▶ Written request
Swap "black pants" for "dark trousers" throughout the data below and leave everything else unchanged.

▶ Data for processing

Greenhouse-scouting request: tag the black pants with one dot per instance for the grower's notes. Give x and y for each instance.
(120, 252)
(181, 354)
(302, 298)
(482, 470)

▶ Result of the exercise
Greenhouse-scouting request: tag the dark trousers with one dot per instance for the grower's notes. Give x and y for each instance.
(120, 252)
(181, 354)
(302, 298)
(482, 470)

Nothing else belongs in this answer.